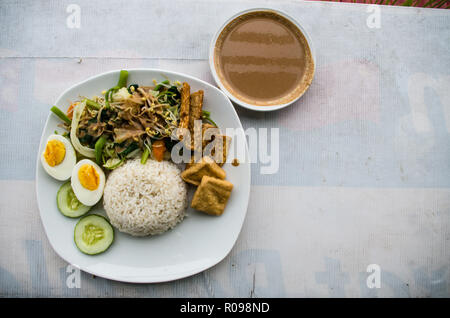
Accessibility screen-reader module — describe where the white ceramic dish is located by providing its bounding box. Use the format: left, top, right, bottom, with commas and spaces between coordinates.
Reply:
209, 8, 316, 112
36, 69, 251, 283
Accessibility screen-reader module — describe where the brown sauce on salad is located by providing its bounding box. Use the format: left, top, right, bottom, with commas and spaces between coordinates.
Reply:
214, 11, 315, 106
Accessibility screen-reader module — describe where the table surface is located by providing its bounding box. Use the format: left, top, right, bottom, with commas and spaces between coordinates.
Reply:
1, 0, 449, 297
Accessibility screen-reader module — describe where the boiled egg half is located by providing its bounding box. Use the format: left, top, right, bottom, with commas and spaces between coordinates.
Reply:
71, 159, 105, 206
41, 134, 76, 181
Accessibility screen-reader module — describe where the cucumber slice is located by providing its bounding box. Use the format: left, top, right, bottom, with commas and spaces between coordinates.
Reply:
57, 182, 91, 218
74, 215, 114, 255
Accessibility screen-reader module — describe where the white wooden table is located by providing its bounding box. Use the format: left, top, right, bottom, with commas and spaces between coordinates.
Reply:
0, 0, 449, 297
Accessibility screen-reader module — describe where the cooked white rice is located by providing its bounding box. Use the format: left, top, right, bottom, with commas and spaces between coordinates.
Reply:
103, 158, 187, 236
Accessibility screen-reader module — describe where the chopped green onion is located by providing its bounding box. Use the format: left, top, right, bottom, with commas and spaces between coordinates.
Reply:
50, 106, 71, 125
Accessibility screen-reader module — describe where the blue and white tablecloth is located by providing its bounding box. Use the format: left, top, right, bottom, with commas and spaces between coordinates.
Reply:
0, 0, 449, 297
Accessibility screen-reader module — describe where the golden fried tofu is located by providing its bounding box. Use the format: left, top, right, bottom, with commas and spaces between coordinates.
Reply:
181, 158, 226, 186
185, 155, 213, 170
191, 176, 233, 216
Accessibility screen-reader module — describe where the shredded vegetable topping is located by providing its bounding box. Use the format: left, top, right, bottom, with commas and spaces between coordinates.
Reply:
50, 70, 218, 169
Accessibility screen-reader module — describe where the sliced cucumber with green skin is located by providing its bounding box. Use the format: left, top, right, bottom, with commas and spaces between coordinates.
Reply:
57, 182, 91, 218
74, 215, 114, 255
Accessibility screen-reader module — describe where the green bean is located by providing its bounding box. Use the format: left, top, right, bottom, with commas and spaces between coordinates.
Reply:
116, 70, 128, 88
104, 88, 115, 109
103, 70, 128, 108
50, 106, 71, 125
84, 99, 101, 110
141, 147, 150, 164
94, 136, 107, 165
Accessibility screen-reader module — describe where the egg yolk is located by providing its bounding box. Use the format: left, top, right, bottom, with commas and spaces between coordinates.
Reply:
78, 164, 100, 191
44, 140, 66, 167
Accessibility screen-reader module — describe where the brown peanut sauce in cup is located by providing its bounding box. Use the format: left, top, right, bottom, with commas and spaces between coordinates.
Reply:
213, 10, 314, 107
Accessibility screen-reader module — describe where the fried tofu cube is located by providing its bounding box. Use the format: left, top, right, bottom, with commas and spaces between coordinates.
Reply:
191, 176, 233, 216
181, 158, 226, 186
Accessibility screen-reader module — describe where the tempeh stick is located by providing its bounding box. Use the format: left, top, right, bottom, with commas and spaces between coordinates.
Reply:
177, 82, 190, 140
189, 90, 204, 130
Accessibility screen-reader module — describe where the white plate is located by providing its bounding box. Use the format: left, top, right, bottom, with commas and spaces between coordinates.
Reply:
35, 69, 251, 283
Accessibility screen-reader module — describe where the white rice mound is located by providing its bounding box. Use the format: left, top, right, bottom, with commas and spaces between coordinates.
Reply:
103, 158, 187, 236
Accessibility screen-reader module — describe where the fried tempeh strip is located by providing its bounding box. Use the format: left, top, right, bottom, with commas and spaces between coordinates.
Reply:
189, 90, 204, 130
189, 90, 204, 151
177, 82, 190, 140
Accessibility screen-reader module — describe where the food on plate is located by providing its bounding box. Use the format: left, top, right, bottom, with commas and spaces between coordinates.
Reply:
189, 90, 204, 134
51, 71, 180, 168
50, 106, 72, 125
71, 159, 106, 206
191, 176, 233, 216
57, 182, 91, 218
74, 214, 114, 255
177, 82, 190, 138
151, 140, 166, 162
40, 134, 76, 181
174, 82, 234, 215
200, 123, 218, 148
43, 69, 238, 256
209, 135, 232, 166
103, 159, 187, 236
49, 70, 221, 170
181, 157, 226, 186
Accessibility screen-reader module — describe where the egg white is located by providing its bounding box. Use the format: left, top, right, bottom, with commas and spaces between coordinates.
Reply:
71, 159, 106, 206
40, 134, 76, 181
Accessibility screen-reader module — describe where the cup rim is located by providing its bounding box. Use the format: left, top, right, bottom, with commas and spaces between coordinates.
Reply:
208, 7, 316, 112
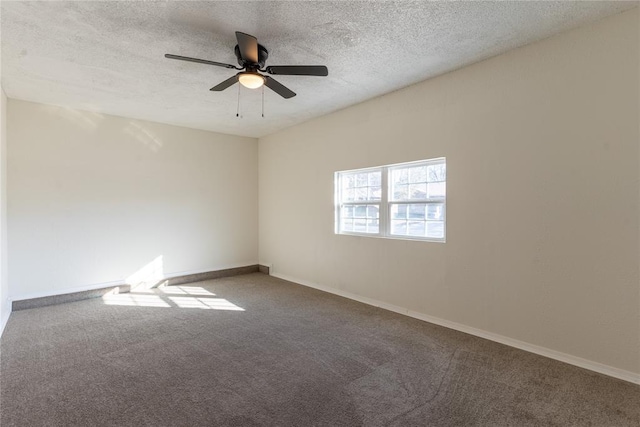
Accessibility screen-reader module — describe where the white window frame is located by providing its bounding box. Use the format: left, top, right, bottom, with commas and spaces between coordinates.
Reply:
335, 157, 446, 242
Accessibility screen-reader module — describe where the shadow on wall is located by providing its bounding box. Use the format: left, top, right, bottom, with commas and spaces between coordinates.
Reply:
103, 256, 244, 311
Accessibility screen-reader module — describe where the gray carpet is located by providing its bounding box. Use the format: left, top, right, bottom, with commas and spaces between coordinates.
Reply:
1, 273, 638, 426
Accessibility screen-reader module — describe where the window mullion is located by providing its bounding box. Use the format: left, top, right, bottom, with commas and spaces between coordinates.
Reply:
381, 166, 389, 237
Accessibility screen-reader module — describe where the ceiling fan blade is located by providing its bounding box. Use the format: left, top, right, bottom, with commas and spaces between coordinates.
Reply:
165, 54, 238, 69
210, 74, 239, 91
235, 31, 259, 63
265, 65, 328, 76
264, 76, 296, 99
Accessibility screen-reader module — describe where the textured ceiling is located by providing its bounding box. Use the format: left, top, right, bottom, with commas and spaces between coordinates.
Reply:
1, 1, 635, 138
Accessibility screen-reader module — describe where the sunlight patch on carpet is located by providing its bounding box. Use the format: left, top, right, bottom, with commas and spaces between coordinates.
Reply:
101, 285, 244, 311
157, 285, 215, 296
102, 294, 171, 308
168, 296, 244, 311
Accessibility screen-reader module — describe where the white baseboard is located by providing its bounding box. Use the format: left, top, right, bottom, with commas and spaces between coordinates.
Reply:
10, 262, 260, 302
11, 279, 125, 302
164, 262, 259, 279
271, 272, 640, 386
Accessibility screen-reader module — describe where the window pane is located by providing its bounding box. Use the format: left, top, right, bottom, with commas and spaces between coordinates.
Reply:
408, 204, 426, 220
427, 182, 445, 199
354, 219, 367, 233
391, 208, 444, 238
408, 221, 426, 236
341, 204, 379, 234
392, 166, 437, 201
395, 169, 408, 184
369, 186, 381, 200
339, 170, 381, 203
341, 174, 350, 191
391, 220, 407, 235
426, 221, 445, 238
393, 184, 408, 201
356, 188, 368, 201
427, 163, 446, 182
409, 183, 427, 200
341, 218, 353, 231
426, 203, 444, 220
343, 188, 355, 202
391, 204, 407, 220
342, 173, 356, 190
390, 170, 401, 200
409, 166, 427, 183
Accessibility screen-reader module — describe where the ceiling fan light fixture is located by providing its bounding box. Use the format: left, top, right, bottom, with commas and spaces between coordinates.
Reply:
238, 72, 265, 89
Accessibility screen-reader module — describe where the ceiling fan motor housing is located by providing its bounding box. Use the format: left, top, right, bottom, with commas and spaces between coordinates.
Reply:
235, 44, 269, 69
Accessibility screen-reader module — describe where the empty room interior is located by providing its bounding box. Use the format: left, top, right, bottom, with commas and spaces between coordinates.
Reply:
0, 1, 639, 426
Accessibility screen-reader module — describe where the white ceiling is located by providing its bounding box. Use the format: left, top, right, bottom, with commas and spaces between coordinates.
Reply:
1, 1, 635, 138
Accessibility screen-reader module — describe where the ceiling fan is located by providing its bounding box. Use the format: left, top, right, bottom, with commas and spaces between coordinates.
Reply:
165, 31, 328, 99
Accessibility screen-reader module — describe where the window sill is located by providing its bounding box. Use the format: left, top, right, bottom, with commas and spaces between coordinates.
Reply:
335, 231, 445, 243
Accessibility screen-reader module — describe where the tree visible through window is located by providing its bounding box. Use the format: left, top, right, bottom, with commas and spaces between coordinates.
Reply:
335, 158, 446, 241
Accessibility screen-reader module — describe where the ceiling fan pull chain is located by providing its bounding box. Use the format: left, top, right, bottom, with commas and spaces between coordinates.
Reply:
236, 84, 241, 118
262, 85, 265, 118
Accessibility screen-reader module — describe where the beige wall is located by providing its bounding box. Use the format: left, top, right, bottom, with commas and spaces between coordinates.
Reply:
259, 9, 640, 376
8, 100, 258, 299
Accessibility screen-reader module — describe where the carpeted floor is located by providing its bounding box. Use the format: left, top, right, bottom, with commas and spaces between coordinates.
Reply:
1, 272, 638, 426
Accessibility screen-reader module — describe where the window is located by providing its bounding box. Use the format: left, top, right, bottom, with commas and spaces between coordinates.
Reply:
335, 158, 446, 241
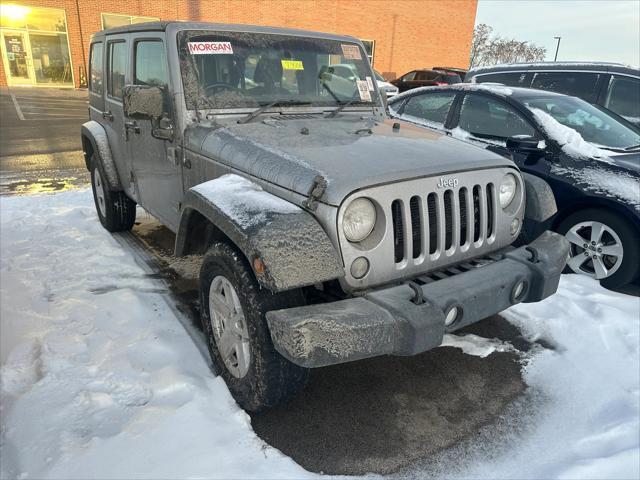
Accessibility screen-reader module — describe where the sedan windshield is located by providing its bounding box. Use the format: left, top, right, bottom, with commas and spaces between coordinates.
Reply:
523, 95, 640, 150
178, 31, 379, 111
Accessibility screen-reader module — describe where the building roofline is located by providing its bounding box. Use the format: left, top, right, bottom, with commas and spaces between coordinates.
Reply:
90, 20, 360, 43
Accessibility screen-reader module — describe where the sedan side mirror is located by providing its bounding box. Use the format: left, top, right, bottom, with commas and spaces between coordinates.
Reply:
506, 135, 544, 154
123, 85, 165, 120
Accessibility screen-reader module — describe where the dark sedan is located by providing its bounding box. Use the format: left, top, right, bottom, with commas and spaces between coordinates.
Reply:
388, 84, 640, 288
390, 69, 461, 93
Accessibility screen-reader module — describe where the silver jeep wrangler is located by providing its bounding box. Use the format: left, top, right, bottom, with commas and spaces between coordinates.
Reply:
81, 21, 569, 411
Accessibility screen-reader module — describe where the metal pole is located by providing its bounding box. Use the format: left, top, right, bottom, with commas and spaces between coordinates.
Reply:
554, 36, 562, 61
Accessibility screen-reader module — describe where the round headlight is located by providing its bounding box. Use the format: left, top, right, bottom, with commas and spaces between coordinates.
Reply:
499, 173, 517, 209
343, 198, 376, 242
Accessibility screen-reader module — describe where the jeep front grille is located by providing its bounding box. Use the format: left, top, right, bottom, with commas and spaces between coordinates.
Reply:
391, 182, 496, 264
337, 168, 524, 290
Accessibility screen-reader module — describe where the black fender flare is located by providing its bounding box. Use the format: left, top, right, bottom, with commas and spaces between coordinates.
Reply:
175, 177, 344, 292
522, 172, 557, 222
80, 120, 121, 190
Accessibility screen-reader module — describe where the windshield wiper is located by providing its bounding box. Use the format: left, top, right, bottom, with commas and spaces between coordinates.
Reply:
623, 143, 640, 151
326, 96, 361, 118
237, 100, 311, 124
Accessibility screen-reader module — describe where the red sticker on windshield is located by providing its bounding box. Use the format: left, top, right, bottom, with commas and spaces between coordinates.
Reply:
188, 42, 233, 55
341, 44, 362, 60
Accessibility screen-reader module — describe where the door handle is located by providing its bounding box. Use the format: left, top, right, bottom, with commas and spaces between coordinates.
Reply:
124, 121, 140, 134
102, 111, 114, 121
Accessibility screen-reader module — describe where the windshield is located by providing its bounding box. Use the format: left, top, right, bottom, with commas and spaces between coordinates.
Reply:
178, 30, 379, 111
523, 95, 640, 150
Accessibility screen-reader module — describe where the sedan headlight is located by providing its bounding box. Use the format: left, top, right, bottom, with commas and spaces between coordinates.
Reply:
343, 198, 376, 242
499, 173, 517, 209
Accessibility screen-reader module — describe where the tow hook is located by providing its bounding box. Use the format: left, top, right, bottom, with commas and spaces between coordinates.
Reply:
408, 281, 425, 305
525, 246, 540, 263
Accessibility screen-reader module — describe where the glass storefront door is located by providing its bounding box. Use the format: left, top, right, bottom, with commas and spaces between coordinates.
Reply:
0, 4, 73, 86
1, 30, 32, 84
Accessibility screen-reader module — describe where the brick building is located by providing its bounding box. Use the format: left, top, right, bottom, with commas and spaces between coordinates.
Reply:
0, 0, 477, 88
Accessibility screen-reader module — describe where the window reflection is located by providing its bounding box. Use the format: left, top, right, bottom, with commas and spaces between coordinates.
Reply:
0, 4, 73, 85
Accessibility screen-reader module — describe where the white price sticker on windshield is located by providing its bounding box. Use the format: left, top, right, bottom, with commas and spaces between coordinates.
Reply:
356, 80, 372, 101
365, 76, 375, 91
188, 42, 233, 54
341, 44, 362, 60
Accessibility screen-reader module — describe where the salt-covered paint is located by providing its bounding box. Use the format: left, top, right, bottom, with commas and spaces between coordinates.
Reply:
191, 174, 300, 229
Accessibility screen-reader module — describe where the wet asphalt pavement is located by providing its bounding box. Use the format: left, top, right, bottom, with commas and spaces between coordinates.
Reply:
0, 87, 89, 195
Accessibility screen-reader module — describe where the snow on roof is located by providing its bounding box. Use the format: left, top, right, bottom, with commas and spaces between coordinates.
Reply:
389, 83, 513, 105
529, 108, 612, 162
191, 174, 299, 228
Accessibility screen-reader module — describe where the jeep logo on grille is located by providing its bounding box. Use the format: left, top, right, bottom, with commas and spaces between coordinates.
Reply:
437, 176, 459, 189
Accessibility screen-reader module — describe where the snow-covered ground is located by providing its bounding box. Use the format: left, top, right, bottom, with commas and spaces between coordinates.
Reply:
1, 189, 639, 479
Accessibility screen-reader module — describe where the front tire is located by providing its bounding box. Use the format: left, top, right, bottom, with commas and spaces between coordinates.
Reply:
557, 208, 639, 288
90, 153, 136, 232
200, 242, 309, 412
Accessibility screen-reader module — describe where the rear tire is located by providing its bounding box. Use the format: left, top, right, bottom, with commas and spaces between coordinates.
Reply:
90, 153, 136, 232
200, 242, 309, 412
557, 208, 639, 289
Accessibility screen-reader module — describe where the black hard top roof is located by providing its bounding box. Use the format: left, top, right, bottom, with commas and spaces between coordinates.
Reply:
468, 61, 639, 77
91, 20, 358, 43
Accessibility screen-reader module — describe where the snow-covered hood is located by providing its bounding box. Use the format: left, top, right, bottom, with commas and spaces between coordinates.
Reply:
608, 151, 640, 172
184, 117, 512, 206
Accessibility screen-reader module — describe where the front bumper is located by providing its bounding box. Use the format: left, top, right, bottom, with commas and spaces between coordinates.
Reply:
266, 231, 569, 368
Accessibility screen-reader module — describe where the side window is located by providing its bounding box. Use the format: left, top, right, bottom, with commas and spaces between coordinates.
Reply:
134, 40, 168, 87
402, 92, 457, 125
475, 72, 526, 87
89, 42, 103, 94
458, 94, 536, 139
531, 72, 601, 103
107, 41, 127, 99
401, 71, 416, 82
604, 76, 640, 123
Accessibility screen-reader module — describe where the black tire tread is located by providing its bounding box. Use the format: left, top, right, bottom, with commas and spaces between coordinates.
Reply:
90, 153, 136, 232
200, 241, 309, 412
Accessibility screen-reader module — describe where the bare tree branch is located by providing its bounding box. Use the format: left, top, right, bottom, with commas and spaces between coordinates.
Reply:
469, 24, 546, 68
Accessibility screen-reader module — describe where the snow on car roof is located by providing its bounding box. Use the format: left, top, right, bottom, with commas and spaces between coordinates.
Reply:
387, 83, 570, 105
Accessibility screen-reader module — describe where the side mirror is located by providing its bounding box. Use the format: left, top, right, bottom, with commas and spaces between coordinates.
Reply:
123, 85, 164, 120
506, 135, 544, 154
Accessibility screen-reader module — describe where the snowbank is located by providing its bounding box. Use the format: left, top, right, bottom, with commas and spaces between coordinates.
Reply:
1, 189, 638, 479
457, 275, 640, 479
0, 190, 310, 479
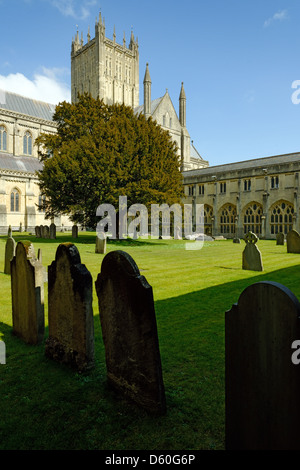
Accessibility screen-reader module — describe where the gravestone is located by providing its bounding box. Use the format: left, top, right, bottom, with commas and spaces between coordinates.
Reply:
4, 226, 16, 274
286, 229, 300, 253
10, 241, 44, 345
95, 233, 106, 254
226, 281, 300, 450
233, 237, 240, 244
42, 225, 50, 239
35, 226, 41, 238
242, 231, 263, 271
72, 225, 78, 238
45, 243, 94, 372
39, 225, 44, 238
276, 232, 284, 245
49, 223, 56, 240
95, 250, 166, 414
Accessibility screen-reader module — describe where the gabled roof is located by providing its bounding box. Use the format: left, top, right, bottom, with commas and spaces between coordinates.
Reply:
134, 96, 163, 116
0, 152, 43, 174
0, 89, 56, 121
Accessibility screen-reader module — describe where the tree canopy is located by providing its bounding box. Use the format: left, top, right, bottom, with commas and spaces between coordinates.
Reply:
36, 93, 184, 228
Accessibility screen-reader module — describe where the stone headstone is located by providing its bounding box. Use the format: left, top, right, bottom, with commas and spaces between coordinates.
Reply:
233, 237, 240, 244
39, 225, 44, 238
4, 226, 16, 274
10, 241, 44, 345
49, 223, 56, 240
242, 231, 263, 271
42, 225, 50, 239
95, 233, 106, 254
45, 243, 94, 372
35, 226, 41, 238
276, 232, 284, 245
72, 225, 78, 238
226, 281, 300, 450
286, 229, 300, 253
95, 250, 166, 414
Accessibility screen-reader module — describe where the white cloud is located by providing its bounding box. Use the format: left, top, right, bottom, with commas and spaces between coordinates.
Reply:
49, 0, 97, 20
264, 10, 288, 28
0, 69, 71, 105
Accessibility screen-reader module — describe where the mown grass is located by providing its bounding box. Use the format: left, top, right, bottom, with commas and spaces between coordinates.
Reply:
1, 232, 300, 450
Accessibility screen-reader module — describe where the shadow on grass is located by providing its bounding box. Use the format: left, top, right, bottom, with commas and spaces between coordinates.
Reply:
1, 263, 300, 450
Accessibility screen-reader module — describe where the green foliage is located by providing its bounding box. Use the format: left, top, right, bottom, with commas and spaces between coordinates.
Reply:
36, 94, 183, 228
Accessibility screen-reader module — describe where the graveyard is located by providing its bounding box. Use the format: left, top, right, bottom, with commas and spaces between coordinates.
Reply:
1, 231, 300, 450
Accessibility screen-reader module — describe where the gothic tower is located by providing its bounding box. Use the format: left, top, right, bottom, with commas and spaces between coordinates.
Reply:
71, 13, 139, 108
143, 63, 151, 119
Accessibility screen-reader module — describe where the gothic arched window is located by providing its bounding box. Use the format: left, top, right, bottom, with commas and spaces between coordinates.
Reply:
0, 125, 7, 151
10, 188, 20, 212
270, 200, 294, 234
243, 202, 263, 235
23, 131, 32, 155
220, 204, 236, 234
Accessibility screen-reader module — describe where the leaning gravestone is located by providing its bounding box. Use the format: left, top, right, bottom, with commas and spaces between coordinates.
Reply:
45, 243, 94, 372
286, 229, 300, 253
72, 225, 78, 238
49, 223, 56, 240
4, 226, 16, 274
95, 233, 106, 254
242, 231, 263, 271
95, 250, 166, 414
276, 232, 284, 245
226, 281, 300, 450
10, 241, 44, 345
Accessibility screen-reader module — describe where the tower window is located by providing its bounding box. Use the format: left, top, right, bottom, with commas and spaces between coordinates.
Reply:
220, 182, 226, 193
0, 125, 7, 151
271, 176, 279, 189
244, 179, 251, 191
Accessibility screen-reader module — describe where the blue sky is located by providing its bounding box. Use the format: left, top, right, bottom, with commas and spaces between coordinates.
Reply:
0, 0, 300, 166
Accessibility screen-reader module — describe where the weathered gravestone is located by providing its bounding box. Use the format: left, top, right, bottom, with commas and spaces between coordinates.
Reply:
11, 241, 44, 345
276, 232, 284, 245
35, 225, 41, 238
39, 225, 44, 238
233, 237, 240, 244
42, 225, 50, 239
45, 243, 94, 372
95, 232, 106, 254
242, 231, 263, 271
72, 225, 78, 238
95, 250, 166, 414
286, 229, 300, 253
49, 223, 56, 240
4, 226, 16, 274
225, 281, 300, 450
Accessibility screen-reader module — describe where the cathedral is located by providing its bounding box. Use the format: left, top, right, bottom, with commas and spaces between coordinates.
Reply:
0, 13, 299, 238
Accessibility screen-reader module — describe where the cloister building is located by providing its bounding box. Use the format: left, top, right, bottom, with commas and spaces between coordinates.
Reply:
182, 152, 300, 239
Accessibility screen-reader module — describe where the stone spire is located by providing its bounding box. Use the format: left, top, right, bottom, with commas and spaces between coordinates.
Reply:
179, 82, 186, 127
143, 63, 151, 119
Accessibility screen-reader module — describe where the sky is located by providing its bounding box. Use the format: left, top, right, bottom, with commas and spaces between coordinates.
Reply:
0, 0, 300, 167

········

● AIM OF THE TASK: From the records above, transcribe exactly the run of lines that opens with the line holding "Accessibility screen-reader module — describe where the gray" and closes with the line holding "Accessibility screen-reader module — describe where the sunlight", both included.

● THE COMPLETED TASK:
Accessibility screen-reader module — describe where the gray carpet is located by providing its bounding box. Use the format: left, top, right, bottom, with commas and spaces between coordinates.
Reply:
1, 273, 638, 426
Accessibility screen-reader module — describe where the window mullion is located by providing its bounding box. Use the format: left, top, right, bottom, with commas and spaces between coordinates.
Reply:
381, 166, 389, 237
Accessibility screen-reader module — describe where the ceiling fan blade is located by providing its bounding box. Use the format: left, top, right, bottom, with commas and spaces between coordinates.
Reply:
165, 54, 238, 69
210, 74, 239, 91
235, 31, 259, 63
265, 65, 328, 76
264, 76, 296, 99
Accessibility screen-reader module — describe where the textured ceiling is located by providing its bounding box. Use the format: left, top, right, bottom, with commas and spaces between coordinates.
Reply:
1, 1, 635, 138
Accessibility screen-reader module — describe where the sunlight patch on carpet is located by providing its bounding box. Use the format: left, top, right, bottom, with commas and spaces between coordinates.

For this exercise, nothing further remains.